**WHAT IS NEEDED**. Search the records for the string "neck" and return each line that has it.

_____

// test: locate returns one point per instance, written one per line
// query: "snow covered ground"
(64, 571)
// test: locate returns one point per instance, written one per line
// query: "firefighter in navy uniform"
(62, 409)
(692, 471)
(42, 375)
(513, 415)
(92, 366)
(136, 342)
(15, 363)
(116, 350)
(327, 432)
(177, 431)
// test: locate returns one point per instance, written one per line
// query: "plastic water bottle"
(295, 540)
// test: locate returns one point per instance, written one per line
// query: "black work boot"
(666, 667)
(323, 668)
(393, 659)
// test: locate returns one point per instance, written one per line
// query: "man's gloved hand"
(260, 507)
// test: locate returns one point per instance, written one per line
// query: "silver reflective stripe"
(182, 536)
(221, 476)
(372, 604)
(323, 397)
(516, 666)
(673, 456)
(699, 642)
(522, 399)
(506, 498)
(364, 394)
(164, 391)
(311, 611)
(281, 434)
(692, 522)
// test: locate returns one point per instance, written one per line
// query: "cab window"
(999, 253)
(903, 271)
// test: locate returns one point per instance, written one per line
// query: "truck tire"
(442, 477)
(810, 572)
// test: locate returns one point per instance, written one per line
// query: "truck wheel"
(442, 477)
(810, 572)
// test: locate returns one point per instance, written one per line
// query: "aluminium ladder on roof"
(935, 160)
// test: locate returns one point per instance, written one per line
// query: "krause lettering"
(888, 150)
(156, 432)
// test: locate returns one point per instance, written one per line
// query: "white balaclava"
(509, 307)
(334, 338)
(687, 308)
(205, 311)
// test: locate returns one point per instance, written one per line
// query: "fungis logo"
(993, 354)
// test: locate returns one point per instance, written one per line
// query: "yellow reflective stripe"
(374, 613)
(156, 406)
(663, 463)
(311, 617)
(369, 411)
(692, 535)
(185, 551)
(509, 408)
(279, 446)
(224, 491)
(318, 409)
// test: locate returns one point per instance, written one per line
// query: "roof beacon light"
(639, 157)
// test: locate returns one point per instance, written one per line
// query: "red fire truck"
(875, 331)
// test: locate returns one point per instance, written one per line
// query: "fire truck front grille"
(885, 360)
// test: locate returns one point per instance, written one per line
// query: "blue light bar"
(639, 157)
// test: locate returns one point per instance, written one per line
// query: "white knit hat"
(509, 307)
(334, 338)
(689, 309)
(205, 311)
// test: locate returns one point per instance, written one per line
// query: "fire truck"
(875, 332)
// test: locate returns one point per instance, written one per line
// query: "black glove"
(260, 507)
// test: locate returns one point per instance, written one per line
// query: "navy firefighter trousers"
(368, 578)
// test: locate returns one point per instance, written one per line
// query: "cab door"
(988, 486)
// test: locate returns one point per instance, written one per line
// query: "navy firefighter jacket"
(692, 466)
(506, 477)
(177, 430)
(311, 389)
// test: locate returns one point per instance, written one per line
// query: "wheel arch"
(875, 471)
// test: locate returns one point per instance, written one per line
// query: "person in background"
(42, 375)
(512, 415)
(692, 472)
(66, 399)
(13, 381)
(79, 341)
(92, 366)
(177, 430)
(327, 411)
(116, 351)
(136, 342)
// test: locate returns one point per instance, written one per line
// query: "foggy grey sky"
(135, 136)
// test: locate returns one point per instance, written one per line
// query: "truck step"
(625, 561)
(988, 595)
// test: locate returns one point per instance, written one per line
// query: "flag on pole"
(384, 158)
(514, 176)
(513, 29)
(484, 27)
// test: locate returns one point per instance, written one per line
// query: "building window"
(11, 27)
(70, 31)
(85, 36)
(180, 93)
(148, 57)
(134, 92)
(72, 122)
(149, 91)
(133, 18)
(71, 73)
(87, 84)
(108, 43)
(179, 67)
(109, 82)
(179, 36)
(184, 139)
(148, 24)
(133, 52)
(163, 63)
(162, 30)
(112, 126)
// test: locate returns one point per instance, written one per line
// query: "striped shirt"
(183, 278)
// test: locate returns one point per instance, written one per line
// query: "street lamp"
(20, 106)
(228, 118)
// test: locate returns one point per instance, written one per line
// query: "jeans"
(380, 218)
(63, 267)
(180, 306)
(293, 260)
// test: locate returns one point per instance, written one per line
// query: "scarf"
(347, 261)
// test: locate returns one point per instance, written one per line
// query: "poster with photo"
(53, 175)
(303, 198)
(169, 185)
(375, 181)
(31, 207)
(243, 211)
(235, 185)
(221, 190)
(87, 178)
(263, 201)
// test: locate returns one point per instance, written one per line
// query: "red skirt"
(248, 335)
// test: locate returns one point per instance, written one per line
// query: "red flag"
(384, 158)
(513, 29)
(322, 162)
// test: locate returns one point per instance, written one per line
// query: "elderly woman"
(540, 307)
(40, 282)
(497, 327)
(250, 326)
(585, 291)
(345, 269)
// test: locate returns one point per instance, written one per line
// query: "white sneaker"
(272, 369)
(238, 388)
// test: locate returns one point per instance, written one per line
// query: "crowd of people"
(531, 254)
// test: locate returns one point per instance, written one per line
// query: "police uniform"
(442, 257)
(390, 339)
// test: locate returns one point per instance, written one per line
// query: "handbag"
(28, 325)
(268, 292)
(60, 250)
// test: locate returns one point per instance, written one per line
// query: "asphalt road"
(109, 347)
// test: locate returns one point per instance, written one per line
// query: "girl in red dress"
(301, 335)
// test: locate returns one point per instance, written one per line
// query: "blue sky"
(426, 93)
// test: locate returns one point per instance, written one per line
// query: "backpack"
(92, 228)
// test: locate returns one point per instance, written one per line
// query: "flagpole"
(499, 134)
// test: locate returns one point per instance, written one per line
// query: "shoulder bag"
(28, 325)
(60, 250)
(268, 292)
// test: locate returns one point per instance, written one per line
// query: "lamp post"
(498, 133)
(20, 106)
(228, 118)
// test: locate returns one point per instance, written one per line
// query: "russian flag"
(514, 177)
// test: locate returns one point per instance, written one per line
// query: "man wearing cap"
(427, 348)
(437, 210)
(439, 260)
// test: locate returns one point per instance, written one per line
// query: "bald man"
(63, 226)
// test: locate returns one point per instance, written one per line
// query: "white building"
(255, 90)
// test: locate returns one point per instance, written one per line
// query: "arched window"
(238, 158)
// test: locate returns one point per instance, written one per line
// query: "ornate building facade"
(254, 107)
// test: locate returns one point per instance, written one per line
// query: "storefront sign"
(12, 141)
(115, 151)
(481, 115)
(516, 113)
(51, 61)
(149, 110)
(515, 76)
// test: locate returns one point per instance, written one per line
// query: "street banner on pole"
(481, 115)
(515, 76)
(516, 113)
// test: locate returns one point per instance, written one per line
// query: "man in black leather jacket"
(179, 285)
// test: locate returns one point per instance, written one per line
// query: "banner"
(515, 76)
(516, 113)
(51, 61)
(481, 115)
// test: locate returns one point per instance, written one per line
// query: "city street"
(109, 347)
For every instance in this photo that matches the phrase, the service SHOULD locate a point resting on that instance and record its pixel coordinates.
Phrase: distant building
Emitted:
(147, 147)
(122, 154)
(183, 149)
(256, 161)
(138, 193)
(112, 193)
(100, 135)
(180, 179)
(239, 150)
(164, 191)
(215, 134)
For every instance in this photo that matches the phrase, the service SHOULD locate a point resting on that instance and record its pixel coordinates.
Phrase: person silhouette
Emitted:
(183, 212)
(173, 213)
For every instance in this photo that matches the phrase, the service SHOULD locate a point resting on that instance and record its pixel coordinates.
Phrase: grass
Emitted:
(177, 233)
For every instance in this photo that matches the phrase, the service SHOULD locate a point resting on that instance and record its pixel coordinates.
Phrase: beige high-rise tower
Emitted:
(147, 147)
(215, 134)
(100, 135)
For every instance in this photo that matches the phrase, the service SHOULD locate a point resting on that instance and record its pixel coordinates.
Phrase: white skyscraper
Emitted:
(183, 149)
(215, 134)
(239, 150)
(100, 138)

_____

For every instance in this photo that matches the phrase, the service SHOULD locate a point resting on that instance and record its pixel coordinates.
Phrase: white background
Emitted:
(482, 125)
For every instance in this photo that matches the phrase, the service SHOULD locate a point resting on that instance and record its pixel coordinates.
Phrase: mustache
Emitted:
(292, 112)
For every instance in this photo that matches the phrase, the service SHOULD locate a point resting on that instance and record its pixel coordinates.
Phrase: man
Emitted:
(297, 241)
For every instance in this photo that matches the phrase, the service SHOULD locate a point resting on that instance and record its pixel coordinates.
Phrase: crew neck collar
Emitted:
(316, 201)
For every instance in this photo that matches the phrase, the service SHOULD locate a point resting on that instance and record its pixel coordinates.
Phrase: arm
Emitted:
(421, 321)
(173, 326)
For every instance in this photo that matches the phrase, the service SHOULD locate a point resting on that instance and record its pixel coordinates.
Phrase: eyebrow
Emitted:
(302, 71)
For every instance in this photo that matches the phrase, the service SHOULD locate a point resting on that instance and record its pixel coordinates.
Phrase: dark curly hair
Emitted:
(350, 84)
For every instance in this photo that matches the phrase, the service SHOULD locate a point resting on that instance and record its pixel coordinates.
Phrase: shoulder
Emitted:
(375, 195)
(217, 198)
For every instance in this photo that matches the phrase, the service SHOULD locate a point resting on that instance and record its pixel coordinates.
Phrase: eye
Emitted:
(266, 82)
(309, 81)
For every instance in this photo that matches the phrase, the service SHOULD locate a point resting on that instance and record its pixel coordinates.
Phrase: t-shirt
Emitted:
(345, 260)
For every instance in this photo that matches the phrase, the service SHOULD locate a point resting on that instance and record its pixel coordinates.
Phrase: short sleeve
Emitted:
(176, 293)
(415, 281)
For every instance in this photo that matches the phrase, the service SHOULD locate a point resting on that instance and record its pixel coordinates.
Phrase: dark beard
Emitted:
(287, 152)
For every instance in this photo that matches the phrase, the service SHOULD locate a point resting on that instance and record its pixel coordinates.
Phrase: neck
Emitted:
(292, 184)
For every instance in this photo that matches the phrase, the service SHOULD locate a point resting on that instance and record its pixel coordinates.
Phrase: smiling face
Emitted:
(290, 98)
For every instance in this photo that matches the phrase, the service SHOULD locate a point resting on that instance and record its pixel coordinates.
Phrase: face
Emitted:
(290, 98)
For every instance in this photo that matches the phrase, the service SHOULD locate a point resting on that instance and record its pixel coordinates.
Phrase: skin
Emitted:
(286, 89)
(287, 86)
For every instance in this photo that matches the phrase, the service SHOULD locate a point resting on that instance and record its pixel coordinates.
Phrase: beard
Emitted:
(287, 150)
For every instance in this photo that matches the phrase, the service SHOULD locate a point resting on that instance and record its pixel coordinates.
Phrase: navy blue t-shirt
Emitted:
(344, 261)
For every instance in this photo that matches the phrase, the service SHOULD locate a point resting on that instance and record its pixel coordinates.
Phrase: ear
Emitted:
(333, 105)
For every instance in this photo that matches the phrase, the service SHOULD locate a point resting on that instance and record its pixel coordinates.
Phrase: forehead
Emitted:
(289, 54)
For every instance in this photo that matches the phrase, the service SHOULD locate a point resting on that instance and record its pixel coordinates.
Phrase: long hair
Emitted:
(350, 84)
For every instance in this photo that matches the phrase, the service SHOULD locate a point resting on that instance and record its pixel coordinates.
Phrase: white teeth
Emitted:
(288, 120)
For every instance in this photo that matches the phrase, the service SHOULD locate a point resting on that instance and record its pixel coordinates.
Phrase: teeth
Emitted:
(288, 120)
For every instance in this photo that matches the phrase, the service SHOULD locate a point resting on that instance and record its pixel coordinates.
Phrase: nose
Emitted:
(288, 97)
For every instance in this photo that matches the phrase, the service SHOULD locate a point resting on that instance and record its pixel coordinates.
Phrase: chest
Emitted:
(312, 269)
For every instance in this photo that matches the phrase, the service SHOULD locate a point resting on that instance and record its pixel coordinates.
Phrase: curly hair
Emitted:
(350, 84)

_____

**ANSWER**.
Phrase: crew neck collar
Phrase: neck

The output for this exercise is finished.